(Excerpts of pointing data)
########

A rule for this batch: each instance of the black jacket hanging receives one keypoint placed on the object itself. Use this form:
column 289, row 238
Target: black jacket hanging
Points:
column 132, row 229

########

=== Instructions to follow ===
Output the rows above exactly as they appear, line for line, with no changes.

=== Solution below ===
A rule for this batch: each instance of the black jacket hanging receives one keypoint placed on the object itself. Use this form:
column 289, row 238
Target: black jacket hanging
Points:
column 132, row 229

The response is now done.